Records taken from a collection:

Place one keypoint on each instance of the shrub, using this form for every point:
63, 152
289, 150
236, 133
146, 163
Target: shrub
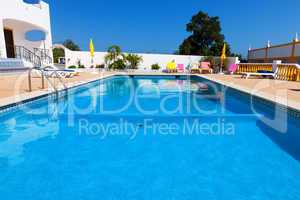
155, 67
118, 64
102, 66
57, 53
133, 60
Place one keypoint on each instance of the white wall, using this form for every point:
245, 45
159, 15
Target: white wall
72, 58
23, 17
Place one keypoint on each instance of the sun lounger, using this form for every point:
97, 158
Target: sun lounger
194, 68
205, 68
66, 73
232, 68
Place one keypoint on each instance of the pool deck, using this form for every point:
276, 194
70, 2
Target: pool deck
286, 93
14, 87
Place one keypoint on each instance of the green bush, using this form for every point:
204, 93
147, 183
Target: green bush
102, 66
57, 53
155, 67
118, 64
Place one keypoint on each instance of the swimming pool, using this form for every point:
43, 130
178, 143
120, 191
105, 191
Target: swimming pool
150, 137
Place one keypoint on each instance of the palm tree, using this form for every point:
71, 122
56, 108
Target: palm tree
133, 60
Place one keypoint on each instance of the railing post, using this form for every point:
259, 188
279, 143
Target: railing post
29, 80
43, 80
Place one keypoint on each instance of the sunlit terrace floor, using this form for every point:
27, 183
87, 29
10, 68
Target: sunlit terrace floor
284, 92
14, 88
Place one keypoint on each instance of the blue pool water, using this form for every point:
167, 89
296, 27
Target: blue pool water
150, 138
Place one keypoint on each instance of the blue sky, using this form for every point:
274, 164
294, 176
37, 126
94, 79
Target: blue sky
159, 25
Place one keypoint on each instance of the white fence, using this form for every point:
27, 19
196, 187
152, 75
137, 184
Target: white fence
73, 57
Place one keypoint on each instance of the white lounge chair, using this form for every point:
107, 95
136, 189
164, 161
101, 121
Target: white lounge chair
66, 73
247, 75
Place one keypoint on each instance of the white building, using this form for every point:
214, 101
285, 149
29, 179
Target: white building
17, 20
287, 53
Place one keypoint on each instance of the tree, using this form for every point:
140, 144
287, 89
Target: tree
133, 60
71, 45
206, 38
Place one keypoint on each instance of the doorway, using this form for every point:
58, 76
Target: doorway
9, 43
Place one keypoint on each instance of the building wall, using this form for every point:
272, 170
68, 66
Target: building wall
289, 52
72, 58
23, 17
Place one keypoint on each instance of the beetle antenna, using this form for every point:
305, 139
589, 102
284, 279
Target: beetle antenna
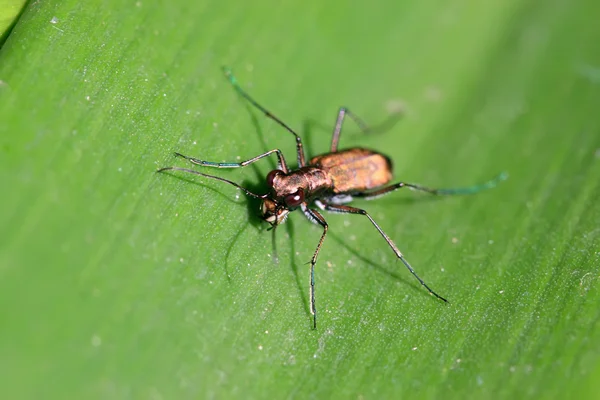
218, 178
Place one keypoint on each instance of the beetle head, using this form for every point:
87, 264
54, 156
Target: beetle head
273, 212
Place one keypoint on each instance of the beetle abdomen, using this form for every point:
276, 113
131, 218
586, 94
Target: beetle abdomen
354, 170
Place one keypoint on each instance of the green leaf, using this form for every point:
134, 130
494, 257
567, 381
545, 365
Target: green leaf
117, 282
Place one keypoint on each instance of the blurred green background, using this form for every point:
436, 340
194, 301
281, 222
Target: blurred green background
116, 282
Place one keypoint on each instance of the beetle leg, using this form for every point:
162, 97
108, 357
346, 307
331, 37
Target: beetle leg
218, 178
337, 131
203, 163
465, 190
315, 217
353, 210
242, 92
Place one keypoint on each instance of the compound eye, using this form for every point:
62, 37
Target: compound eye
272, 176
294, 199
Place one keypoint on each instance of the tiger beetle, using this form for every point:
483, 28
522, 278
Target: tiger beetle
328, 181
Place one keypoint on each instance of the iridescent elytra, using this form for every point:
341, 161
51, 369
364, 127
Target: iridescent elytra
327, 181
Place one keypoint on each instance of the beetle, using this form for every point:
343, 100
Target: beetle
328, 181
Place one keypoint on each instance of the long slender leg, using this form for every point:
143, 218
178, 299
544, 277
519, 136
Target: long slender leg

Set exercise
Return every line of the records above verbatim, leaving out the pictures.

Result of this exercise
Place one keypoint on each instance of the shrub, using this form for every point:
63, 152
289, 150
236, 133
146, 163
Target: shrub
155, 67
118, 64
102, 66
57, 53
133, 60
Place one keypoint on each instance of the white wall, using this form for every point:
245, 45
159, 15
Target: white wall
72, 58
23, 17
Place one keypoint on each instance of the sun lounger, using this form for every point:
97, 158
Target: sun lounger
194, 68
205, 68
66, 73
232, 68
Place one keypoint on each instance of the pool deck, using this form for every point:
276, 194
70, 2
Target: pool deck
286, 93
14, 87
Place one keypoint on each instance of the green bush, using this form for every point:
204, 93
147, 183
Target: green bush
102, 66
57, 53
155, 67
118, 64
Place one keypoint on each instance of the swimming pool, using this form for every point:
43, 130
178, 143
120, 191
105, 191
Target: swimming pool
150, 137
Place one keypoint on each instance of the palm tree, using this form for every point:
71, 122
56, 108
Target: palm tree
133, 60
Place one keypoint on each instance of the railing post, using this form for every point:
259, 188
279, 143
Target: railing post
29, 80
43, 80
Place one keypoint on each instance of the sunlit terrace floor, using this form for every point:
27, 183
87, 29
10, 68
Target: sunlit terrace floor
284, 92
14, 88
Place one keypoint on each instance of the blue pool water, using this form for every point:
167, 89
296, 27
Target: blue pool water
150, 138
Place one keypoint on each instance of the blue sky, using this form for every point:
274, 164
294, 176
37, 126
94, 79
Target: blue sky
159, 25
Place one keypoint on each instance of the white fence, using this form for every point:
27, 19
196, 187
152, 75
137, 184
Target: white fence
73, 57
Place one keypoint on each instance of the white lounge chair, using this form for every point:
107, 95
136, 189
164, 161
101, 121
Target: white lounge chair
66, 73
247, 75
Place one keypoint on each instance of the white building, using this form for every point:
214, 101
285, 149
29, 179
Target: white building
17, 20
287, 53
Place one keypoint on each instance of the tree, using this form for every point:
140, 144
287, 89
Target: tree
133, 60
71, 45
206, 38
Place one keypoint on each instance of the doorway, using this form for every point:
58, 76
Target: doorway
9, 43
Place one keypoint on each instance of the building wall, using this form for every point:
272, 170
68, 66
Target: building wall
289, 52
72, 58
23, 17
Place one keypoint on each instance of the beetle antenna, using this form for every point:
305, 139
589, 102
284, 279
Target: beetle antenna
218, 178
Place one keypoint on each instance of the beetle head, using this form for every point:
87, 264
54, 156
Target: beetle head
273, 212
Place one keypoint on each instance of the beetle abdomen, using this form for every point:
276, 113
131, 218
586, 94
Target: beetle abdomen
354, 170
Place one keypoint on each instance of the green leaf, using this form for every point:
134, 130
494, 257
567, 381
545, 365
Target: green leaf
117, 282
Place one keypoint on each instance of the blurred green background, using this form for every point:
436, 340
194, 301
281, 222
Target: blurred green background
116, 282
Place one keypoint on each instance of the beetle leg, using this form for every point:
162, 97
108, 357
346, 307
331, 37
Target: beetle leg
218, 178
337, 131
203, 163
465, 190
315, 217
353, 210
242, 92
Place one keypoint on each instance of the compound eye, using this form for every point:
62, 37
Target: compound eye
272, 176
294, 199
Place one keypoint on each instance of the tiger beetle, using this form for every point:
483, 28
522, 278
Target: tiger beetle
328, 181
Place one keypoint on each instance of the iridescent elytra, using this form for every point:
341, 161
51, 369
364, 127
Target: iridescent elytra
327, 181
Place one keypoint on each instance of the beetle, using this form for every point:
343, 100
Target: beetle
328, 181
Place one keypoint on each instance of the long slender leg, using this form for every point:
143, 218
178, 299
544, 277
519, 136
Target: long slender leg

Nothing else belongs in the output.